### What needs to be done
Copy out each line of the material in which the word "torii" can be found.

[Opening Given entries section]

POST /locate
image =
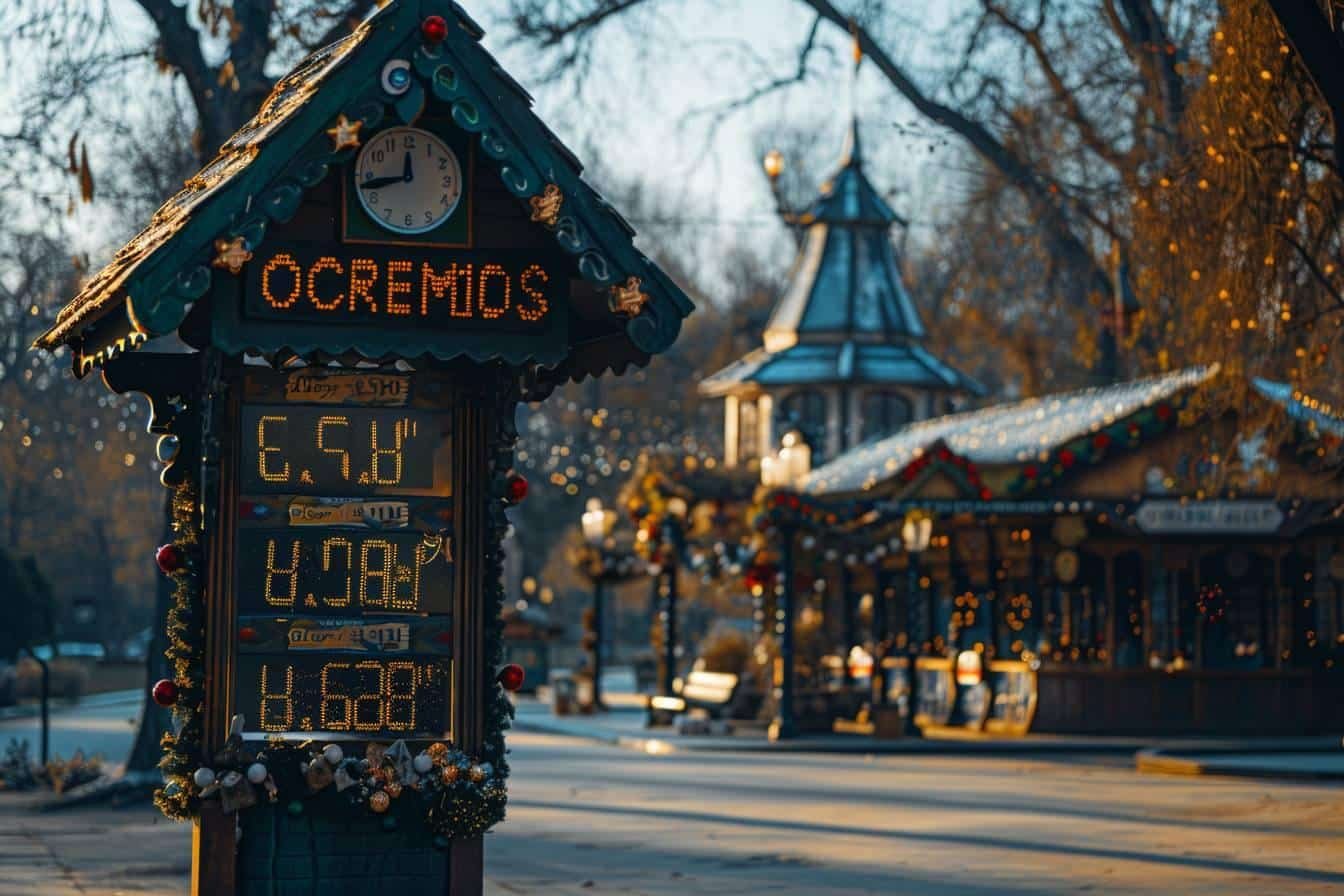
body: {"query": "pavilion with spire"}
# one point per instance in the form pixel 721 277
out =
pixel 843 359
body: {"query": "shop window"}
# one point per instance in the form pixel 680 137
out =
pixel 883 413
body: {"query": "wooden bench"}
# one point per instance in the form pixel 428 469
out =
pixel 708 692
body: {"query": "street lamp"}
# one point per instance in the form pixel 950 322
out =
pixel 597 524
pixel 915 535
pixel 674 542
pixel 788 469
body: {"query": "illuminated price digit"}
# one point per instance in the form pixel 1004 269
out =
pixel 289 572
pixel 325 449
pixel 402 430
pixel 284 718
pixel 382 572
pixel 264 465
pixel 402 679
pixel 338 708
pixel 329 546
pixel 366 718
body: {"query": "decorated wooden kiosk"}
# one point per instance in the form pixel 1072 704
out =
pixel 333 323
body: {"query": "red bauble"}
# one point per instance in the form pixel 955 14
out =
pixel 170 559
pixel 434 28
pixel 516 489
pixel 512 676
pixel 164 692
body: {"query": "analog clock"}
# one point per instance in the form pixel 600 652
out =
pixel 407 180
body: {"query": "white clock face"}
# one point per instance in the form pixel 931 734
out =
pixel 407 180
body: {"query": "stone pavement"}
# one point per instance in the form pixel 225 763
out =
pixel 624 726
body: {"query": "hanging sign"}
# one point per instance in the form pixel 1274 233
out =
pixel 1208 517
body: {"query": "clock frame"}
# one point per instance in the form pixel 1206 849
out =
pixel 454 231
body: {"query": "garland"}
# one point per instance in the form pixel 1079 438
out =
pixel 182 746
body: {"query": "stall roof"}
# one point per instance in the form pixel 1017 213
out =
pixel 1300 406
pixel 1003 434
pixel 153 281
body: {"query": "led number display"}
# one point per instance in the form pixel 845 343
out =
pixel 308 450
pixel 401 697
pixel 344 572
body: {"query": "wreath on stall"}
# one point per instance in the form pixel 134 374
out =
pixel 458 795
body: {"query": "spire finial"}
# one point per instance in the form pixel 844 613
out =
pixel 854 153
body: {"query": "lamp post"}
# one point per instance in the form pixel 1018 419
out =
pixel 674 542
pixel 597 524
pixel 915 535
pixel 786 470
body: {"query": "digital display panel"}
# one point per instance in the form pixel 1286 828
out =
pixel 507 290
pixel 335 571
pixel 343 450
pixel 406 696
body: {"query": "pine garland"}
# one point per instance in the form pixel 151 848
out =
pixel 179 797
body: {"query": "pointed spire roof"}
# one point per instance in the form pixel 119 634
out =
pixel 846 281
pixel 844 315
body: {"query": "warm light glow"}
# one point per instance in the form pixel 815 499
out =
pixel 773 164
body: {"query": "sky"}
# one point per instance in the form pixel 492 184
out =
pixel 644 116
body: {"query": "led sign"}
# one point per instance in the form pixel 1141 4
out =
pixel 405 286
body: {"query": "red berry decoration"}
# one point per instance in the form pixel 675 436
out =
pixel 170 559
pixel 434 28
pixel 164 692
pixel 516 489
pixel 512 676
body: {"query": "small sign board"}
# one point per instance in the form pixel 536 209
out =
pixel 1208 517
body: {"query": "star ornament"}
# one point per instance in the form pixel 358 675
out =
pixel 231 254
pixel 628 298
pixel 546 208
pixel 346 133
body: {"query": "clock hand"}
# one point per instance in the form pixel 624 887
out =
pixel 378 183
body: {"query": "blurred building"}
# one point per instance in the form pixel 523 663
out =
pixel 843 359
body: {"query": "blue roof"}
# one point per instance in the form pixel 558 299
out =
pixel 844 316
pixel 819 363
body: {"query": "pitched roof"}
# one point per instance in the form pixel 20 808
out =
pixel 1003 434
pixel 1319 417
pixel 156 278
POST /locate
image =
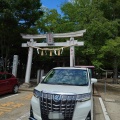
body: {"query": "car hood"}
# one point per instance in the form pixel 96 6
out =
pixel 63 89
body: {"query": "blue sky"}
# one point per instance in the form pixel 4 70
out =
pixel 52 4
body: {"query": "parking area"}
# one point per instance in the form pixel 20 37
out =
pixel 15 106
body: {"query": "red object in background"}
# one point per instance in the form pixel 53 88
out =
pixel 8 83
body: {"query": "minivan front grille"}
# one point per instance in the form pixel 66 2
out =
pixel 59 103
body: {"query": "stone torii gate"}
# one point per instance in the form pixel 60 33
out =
pixel 33 44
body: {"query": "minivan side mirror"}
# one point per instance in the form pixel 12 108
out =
pixel 93 80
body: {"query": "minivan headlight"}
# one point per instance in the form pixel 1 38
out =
pixel 37 93
pixel 83 97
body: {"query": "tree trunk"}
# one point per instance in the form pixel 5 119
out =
pixel 115 70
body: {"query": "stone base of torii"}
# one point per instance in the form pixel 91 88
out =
pixel 50 43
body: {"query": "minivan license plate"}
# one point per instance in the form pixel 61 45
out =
pixel 55 115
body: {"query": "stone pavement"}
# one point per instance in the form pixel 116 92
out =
pixel 110 94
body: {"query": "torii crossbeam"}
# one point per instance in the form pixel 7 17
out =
pixel 31 44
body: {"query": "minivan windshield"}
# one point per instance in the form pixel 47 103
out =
pixel 76 77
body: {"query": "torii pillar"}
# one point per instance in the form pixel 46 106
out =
pixel 33 43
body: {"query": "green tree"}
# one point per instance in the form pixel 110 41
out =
pixel 16 17
pixel 111 49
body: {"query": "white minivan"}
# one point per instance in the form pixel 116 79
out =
pixel 65 93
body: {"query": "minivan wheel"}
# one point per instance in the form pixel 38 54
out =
pixel 15 89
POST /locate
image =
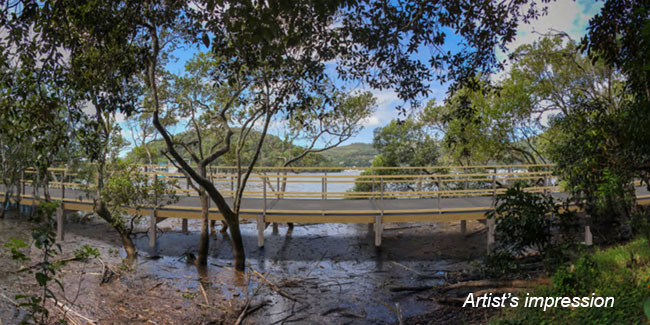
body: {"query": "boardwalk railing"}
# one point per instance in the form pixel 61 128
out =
pixel 322 194
pixel 338 182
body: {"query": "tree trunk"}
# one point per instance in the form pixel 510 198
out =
pixel 5 203
pixel 238 253
pixel 129 247
pixel 204 242
pixel 125 235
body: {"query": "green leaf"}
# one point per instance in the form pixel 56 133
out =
pixel 42 279
pixel 206 40
pixel 646 307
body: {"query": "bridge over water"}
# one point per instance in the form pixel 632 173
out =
pixel 301 195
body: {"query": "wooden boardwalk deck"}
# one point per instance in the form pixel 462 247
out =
pixel 368 211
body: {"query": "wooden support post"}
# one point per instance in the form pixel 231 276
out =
pixel 232 185
pixel 466 185
pixel 152 228
pixel 439 195
pixel 589 240
pixel 545 184
pixel 494 187
pixel 379 228
pixel 420 183
pixel 260 230
pixel 324 187
pixel 60 221
pixel 22 177
pixel 491 224
pixel 508 176
pixel 372 172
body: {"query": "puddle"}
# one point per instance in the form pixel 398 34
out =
pixel 332 272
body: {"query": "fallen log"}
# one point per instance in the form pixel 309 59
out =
pixel 494 283
pixel 273 285
pixel 415 289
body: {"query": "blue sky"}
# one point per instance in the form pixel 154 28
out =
pixel 567 16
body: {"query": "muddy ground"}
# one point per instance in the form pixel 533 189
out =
pixel 326 274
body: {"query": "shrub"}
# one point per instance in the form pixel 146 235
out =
pixel 529 220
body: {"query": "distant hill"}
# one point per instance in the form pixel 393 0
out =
pixel 355 154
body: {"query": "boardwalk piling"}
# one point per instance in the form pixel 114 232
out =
pixel 589 240
pixel 378 230
pixel 60 220
pixel 491 227
pixel 152 228
pixel 260 230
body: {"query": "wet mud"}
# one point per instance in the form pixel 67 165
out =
pixel 313 274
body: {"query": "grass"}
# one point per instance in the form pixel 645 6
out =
pixel 622 272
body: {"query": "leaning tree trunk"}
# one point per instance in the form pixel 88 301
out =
pixel 239 255
pixel 5 203
pixel 204 241
pixel 102 211
pixel 125 235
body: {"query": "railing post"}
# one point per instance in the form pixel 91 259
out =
pixel 379 227
pixel 372 173
pixel 420 183
pixel 62 189
pixel 491 222
pixel 494 186
pixel 232 185
pixel 152 228
pixel 546 191
pixel 509 176
pixel 261 219
pixel 465 186
pixel 589 240
pixel 439 194
pixel 324 187
pixel 60 220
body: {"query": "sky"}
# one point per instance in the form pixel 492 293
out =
pixel 571 17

[Closing Given entries section]

### Task result
body: {"query": "stone torii gate"}
body: {"query": "stone base of torii"}
body: {"query": "torii crossbeam"}
body: {"query": "torii pillar"}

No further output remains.